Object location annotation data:
+===+
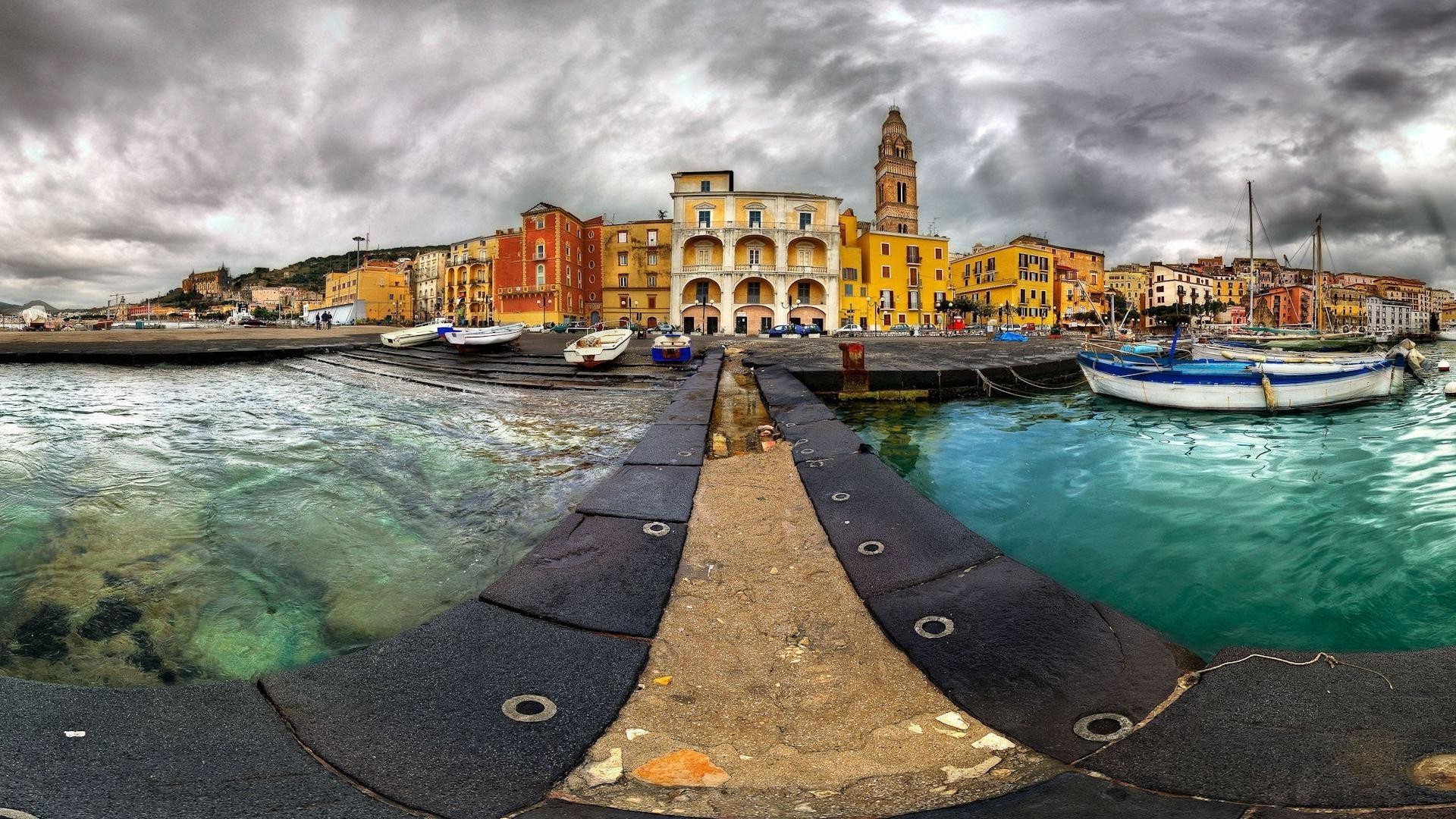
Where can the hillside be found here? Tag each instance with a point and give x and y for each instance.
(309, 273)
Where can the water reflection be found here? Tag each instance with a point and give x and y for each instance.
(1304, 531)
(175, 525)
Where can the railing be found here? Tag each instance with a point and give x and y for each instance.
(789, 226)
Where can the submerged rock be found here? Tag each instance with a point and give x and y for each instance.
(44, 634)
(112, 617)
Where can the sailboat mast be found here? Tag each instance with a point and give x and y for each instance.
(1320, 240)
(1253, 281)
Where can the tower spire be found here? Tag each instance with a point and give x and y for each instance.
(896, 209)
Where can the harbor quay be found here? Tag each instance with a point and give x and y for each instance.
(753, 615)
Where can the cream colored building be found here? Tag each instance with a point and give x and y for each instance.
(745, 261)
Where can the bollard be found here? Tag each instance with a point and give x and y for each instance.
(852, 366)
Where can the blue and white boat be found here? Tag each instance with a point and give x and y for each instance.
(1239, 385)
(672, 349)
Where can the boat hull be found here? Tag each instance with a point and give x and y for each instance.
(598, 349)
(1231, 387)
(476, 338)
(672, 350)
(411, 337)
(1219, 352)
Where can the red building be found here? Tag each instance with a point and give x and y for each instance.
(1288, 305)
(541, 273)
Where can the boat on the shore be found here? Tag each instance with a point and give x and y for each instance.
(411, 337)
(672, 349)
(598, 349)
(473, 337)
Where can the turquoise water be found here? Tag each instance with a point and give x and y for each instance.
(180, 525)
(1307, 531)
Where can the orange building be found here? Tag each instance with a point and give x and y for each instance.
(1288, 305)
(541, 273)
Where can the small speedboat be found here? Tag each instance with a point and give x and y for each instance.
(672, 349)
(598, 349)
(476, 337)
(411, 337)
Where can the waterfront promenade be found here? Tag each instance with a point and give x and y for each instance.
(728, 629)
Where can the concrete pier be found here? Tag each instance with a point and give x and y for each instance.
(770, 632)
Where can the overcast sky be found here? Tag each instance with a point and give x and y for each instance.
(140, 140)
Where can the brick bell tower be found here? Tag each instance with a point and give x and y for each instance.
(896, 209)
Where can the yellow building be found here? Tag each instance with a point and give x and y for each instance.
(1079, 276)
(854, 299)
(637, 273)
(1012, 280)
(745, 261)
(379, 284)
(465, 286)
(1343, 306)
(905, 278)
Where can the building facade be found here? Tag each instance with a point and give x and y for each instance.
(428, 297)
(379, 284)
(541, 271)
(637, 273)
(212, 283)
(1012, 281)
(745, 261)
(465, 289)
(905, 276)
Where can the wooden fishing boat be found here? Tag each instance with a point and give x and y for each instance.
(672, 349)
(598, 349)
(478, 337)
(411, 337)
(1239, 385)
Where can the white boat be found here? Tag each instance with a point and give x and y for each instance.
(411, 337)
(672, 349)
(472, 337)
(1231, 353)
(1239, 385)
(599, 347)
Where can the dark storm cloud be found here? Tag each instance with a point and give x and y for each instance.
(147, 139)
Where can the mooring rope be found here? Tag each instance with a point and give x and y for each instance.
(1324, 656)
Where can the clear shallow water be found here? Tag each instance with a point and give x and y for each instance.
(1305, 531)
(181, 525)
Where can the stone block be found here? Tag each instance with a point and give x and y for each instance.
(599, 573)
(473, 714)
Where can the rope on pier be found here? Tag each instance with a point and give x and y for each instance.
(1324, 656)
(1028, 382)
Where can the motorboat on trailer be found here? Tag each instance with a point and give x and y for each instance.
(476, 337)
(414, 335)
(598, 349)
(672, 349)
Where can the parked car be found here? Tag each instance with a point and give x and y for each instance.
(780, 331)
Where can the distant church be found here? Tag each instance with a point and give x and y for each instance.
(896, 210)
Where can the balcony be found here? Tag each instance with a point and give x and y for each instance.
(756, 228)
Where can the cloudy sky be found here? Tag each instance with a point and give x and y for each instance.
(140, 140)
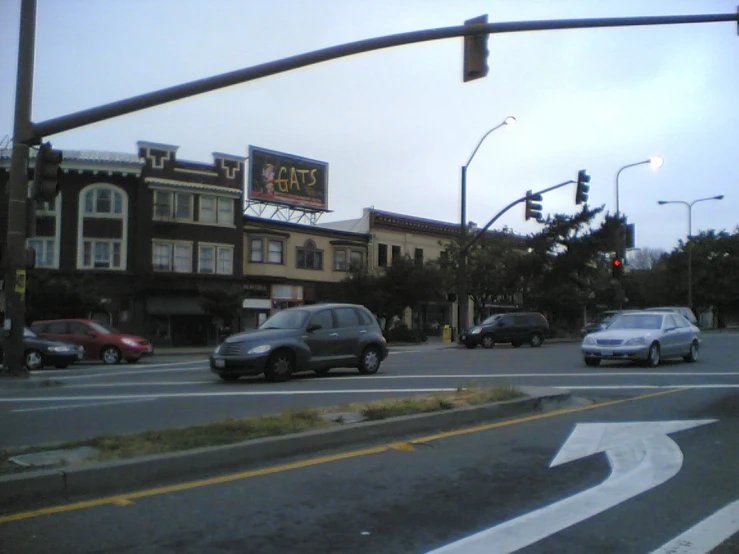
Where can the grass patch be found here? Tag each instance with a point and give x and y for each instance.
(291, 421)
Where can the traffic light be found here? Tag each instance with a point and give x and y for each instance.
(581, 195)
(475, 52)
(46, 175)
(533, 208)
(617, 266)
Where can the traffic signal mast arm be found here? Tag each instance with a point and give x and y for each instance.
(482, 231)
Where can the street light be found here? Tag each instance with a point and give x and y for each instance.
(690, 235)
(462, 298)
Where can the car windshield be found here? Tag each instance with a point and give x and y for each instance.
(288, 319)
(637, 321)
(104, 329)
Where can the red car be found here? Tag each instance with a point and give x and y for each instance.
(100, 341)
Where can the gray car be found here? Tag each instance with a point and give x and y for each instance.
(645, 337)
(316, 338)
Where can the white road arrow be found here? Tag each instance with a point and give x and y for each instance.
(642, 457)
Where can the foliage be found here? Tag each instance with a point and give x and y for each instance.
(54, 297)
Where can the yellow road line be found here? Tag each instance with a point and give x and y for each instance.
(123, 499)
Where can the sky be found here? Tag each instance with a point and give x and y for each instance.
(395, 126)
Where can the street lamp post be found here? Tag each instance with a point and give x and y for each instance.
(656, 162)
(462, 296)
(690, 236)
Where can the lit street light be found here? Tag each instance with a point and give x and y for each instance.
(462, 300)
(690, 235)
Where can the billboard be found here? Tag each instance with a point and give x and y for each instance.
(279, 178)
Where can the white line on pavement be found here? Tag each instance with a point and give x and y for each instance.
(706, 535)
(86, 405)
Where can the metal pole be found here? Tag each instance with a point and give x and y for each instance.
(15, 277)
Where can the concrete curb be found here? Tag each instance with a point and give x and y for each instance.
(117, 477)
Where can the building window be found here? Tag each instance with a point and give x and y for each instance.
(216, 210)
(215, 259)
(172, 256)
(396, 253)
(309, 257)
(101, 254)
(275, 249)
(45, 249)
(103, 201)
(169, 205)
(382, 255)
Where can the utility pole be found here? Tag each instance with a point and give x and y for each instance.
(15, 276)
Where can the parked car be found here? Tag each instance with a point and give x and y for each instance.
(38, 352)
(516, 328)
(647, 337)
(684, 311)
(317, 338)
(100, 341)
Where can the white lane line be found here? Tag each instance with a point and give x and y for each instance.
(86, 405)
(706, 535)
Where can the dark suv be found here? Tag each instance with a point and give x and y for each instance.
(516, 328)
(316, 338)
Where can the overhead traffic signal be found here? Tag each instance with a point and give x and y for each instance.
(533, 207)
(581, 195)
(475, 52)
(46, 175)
+===+
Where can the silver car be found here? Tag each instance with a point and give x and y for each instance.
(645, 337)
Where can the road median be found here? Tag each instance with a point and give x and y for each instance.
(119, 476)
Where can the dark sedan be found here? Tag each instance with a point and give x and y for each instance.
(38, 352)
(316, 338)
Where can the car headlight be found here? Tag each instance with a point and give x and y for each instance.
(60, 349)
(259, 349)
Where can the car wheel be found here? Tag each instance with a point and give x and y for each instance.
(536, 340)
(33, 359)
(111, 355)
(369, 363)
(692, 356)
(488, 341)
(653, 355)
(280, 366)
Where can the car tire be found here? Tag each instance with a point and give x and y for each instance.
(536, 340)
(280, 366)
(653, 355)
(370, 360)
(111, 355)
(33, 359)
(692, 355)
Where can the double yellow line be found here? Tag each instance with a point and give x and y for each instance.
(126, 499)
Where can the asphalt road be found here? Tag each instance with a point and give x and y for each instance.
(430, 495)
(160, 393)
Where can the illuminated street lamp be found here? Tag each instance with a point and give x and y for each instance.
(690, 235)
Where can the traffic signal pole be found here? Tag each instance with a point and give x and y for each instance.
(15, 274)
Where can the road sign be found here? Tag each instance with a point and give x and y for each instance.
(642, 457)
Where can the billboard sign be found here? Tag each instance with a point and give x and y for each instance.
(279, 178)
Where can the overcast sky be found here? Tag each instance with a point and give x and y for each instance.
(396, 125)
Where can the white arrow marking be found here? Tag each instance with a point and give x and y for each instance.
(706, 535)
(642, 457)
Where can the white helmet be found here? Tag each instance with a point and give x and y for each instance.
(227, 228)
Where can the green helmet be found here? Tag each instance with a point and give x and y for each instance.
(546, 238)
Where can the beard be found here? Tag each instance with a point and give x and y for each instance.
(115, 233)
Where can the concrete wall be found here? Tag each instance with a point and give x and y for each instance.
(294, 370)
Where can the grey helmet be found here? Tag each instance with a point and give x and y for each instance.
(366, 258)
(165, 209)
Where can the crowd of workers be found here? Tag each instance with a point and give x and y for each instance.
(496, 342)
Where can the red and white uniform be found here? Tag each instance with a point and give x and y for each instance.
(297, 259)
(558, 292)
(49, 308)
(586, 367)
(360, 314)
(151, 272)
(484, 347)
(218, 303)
+===+
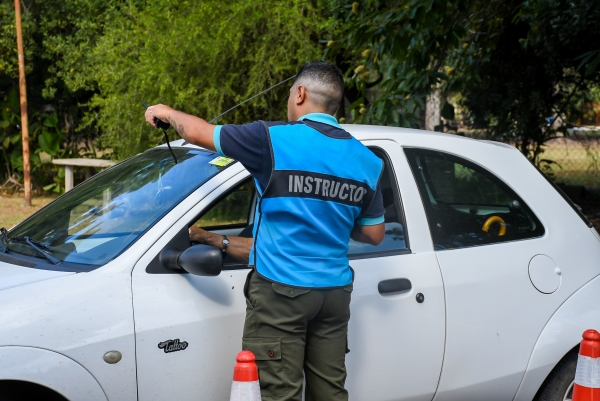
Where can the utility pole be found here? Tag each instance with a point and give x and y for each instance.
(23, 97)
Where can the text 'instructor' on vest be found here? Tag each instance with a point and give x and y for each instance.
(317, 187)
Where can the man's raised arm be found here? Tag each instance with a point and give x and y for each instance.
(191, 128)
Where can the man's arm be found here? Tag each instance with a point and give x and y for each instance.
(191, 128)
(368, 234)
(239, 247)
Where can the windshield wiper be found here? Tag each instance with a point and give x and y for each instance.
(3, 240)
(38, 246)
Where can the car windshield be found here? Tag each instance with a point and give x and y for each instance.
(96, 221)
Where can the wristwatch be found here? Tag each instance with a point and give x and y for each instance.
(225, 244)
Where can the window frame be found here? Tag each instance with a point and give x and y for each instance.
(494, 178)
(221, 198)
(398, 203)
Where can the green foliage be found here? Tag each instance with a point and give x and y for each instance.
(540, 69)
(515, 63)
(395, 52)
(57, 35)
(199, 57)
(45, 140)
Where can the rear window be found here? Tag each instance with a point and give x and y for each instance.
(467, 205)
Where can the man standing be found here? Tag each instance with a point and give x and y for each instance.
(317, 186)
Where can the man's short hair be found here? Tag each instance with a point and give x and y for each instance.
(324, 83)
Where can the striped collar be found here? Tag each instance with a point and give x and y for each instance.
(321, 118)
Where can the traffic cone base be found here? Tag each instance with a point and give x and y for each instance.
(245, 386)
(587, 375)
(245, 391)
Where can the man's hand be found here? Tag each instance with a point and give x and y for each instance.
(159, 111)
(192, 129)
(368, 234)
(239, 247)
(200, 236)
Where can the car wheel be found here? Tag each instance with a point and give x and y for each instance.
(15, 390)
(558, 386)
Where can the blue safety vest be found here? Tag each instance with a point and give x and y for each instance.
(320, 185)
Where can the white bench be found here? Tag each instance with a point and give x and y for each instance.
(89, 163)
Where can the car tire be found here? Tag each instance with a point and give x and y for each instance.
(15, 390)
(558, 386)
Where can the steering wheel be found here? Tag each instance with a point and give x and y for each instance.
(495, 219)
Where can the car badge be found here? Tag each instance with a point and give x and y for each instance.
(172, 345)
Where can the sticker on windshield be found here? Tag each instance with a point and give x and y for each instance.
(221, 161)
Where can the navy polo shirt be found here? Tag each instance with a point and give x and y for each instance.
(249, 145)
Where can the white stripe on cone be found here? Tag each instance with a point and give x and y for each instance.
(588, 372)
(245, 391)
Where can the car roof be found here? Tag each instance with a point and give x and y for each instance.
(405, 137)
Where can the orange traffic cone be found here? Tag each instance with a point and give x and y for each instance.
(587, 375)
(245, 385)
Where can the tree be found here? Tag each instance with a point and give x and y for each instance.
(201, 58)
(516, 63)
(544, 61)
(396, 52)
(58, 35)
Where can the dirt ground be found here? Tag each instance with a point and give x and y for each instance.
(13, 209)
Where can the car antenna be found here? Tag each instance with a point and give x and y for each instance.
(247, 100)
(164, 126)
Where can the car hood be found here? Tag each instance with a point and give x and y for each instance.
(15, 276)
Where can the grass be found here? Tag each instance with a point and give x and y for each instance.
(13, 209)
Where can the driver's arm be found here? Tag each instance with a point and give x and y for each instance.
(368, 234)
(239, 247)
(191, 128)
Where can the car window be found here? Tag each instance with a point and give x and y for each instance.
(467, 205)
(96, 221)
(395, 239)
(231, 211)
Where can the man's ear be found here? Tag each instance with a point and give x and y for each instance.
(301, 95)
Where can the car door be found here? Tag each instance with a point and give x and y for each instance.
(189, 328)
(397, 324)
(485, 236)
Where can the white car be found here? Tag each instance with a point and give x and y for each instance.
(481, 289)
+===+
Given exercise: Pick out every line above that contains the string "blue" and copy each one in full. Case counts when matching.

Task response:
Where can the blue and white boat be found here? Tag each instance with a point and give x and y for each instance.
Where can the blue safety vest be found here? Tag each instance with a point and give x and y for each instance.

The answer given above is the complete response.